→ **Material for this exercise**
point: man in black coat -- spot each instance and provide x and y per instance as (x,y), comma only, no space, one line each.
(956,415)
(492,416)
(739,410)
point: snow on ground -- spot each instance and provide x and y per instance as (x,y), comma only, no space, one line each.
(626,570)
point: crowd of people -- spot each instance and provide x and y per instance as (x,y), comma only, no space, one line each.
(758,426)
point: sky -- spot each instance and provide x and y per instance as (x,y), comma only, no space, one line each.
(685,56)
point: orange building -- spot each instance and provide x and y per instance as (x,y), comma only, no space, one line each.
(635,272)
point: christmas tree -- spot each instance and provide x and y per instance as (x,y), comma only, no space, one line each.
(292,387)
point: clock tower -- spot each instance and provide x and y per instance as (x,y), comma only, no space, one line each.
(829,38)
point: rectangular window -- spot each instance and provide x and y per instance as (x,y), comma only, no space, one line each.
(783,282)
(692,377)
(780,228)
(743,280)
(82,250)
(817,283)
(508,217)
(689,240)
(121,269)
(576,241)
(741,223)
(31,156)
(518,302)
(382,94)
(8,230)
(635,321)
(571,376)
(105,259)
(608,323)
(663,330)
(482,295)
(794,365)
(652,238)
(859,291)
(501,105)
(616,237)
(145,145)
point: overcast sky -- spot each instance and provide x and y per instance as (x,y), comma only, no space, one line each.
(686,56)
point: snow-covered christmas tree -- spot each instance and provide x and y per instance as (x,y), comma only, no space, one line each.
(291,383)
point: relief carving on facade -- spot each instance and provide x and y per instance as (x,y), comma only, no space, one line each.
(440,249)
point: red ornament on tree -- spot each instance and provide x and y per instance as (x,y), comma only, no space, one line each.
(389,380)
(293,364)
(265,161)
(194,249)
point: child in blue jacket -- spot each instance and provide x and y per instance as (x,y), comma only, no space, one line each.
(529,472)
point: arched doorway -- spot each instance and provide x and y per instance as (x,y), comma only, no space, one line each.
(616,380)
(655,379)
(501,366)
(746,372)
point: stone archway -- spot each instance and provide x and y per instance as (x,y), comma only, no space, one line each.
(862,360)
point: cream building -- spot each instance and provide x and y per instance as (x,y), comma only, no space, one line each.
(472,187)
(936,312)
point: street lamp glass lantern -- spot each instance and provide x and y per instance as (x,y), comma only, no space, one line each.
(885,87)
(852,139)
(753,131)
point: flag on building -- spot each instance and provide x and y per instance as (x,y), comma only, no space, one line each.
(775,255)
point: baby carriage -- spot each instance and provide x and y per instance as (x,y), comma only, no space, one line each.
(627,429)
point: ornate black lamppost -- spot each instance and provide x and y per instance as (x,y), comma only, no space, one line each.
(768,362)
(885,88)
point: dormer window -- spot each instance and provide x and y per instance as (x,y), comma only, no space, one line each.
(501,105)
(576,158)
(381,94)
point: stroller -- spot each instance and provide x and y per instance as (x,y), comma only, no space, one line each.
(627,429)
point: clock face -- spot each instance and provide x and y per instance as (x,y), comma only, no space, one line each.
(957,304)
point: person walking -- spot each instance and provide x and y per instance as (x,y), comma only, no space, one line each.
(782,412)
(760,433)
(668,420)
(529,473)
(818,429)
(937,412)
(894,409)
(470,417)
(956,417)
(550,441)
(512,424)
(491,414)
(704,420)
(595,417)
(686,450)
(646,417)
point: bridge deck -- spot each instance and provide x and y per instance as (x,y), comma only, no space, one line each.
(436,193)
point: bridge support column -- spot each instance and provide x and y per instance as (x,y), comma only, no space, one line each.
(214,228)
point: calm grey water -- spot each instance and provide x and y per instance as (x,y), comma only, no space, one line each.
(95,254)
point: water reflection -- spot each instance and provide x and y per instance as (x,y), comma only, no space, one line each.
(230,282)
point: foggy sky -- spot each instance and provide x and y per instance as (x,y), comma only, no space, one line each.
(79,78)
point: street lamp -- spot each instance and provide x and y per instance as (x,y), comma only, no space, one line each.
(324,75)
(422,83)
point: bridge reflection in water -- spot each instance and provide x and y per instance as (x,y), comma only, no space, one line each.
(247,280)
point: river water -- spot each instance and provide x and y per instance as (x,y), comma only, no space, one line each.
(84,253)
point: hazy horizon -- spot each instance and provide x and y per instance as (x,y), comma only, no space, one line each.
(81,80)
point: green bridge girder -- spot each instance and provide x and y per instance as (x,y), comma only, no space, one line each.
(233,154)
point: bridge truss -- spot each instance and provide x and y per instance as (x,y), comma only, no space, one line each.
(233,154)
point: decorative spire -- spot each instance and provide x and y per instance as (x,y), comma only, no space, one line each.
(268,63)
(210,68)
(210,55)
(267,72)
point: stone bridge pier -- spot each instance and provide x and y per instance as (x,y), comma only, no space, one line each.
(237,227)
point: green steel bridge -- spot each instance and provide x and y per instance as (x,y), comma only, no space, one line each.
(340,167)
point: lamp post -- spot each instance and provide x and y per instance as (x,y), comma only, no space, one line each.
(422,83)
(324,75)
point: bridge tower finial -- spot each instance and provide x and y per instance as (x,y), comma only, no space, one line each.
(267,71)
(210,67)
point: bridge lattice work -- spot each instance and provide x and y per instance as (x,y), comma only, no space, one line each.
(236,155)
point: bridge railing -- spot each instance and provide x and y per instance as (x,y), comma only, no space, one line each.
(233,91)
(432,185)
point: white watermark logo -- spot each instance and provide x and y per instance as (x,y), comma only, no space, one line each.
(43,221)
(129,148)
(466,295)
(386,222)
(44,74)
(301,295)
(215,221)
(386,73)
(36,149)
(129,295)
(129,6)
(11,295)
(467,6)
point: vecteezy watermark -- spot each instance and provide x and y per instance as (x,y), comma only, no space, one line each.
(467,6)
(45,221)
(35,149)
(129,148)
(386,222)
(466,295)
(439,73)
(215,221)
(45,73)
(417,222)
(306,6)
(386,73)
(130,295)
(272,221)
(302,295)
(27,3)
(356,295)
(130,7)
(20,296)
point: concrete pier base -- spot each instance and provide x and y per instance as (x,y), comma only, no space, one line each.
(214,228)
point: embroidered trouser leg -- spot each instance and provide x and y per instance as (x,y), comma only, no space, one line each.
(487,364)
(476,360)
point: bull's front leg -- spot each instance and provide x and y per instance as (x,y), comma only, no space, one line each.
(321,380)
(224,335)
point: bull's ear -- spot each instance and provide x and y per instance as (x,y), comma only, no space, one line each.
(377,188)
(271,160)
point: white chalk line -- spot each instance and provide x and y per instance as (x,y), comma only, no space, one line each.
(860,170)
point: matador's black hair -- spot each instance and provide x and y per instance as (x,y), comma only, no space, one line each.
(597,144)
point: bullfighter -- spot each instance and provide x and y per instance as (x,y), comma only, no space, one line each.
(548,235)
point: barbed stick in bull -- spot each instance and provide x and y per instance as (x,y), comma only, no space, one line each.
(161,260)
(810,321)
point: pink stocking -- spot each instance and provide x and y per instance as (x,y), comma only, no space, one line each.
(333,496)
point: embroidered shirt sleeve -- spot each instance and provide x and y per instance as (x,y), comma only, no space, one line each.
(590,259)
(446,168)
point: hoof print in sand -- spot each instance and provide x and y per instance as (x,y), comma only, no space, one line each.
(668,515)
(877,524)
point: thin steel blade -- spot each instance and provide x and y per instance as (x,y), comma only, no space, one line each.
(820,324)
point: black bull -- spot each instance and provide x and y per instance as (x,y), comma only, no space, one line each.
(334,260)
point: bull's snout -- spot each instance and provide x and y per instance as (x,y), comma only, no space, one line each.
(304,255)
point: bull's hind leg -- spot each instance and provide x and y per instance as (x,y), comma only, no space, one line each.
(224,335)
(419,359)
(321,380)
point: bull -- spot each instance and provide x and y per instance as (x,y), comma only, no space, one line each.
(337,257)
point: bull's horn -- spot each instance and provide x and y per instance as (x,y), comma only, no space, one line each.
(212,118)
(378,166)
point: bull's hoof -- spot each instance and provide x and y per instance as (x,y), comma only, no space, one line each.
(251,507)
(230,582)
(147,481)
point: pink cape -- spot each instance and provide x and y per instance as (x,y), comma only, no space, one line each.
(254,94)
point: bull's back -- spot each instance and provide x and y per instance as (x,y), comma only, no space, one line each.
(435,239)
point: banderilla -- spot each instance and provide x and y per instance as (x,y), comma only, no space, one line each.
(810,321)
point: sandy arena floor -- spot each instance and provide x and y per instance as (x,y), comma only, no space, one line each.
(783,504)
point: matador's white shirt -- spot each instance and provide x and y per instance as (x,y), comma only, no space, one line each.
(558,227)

→ **About this task**
Starting at the line with "point: matador's white", retype each line through the final one in the data above, unchanged and with nothing added.

→ **Final answer**
point: matador's white shirt -- spot each instance and provide x and y per instance as (x,y), comma only, no space, one line each.
(558,227)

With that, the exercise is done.